DESCRIPTION OF THE TASK ::
Please update the passage on writing from experience: give the stretch from "What doesn’t flow" through "the horehound candy." again, with "horehound candy" changed to "peppermint candy".

TEXT EXCERPT ::
# # # # # # #

A personal experience can be broadened and become a chapter, even trigger a whole book. What’s important is provoking emotion, getting under a particular character’s skin and telling it from their perspective.


What doesn’t flow from memory, may evolve from observation and careful research. I do a lot of digging, putting myself in the times and places I’m writing about, to the point where I can feel the quaking ground underfoot, or the taste of the horehound candy.


“You have to go where the book leads you . . . It’s a big and powerful machine.” — Stephen King  


I don’t intentionally write about myself, but there may be aspects of my own nature found in some of my characters. It’s funny, readers I’ve met have told me that I’m nothing like the characters in my books. Some even seemed disappointed.


I like to listen to stories about other people’s lives, and sometimes I borrow from them. Like the time someone close to me told me they went to a movie with a friend. When they were leaving there was a police chase that whipped past the theater. As the sirens got close, the chased vehicle tore around a corner, lost control in front of the theater, struck a mailbox, tore off its bumper, and kept going, with the police car in hot pursuit. The friend went and unscrewed the license plate from the crumpled bumper, thinking it would make a great souvenir. I laughed at that, then I got to thinking of what would happen if that guy looked up the owner of the plate and cooked up a little blackmail scheme. Next thing, i was writing it all down, turning it into a story.

# # # # # # #

SUPPLIED DATA ::
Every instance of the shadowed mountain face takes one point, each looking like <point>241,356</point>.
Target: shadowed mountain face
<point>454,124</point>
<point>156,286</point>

# # # # # # #

RIGHT ANSWER ::
What doesn’t flow from memory, may evolve from observation and careful research. I do a lot of digging, putting myself in the times and places I’m writing about, to the point where I can feel the quaking ground underfoot, or the taste of the peppermint candy.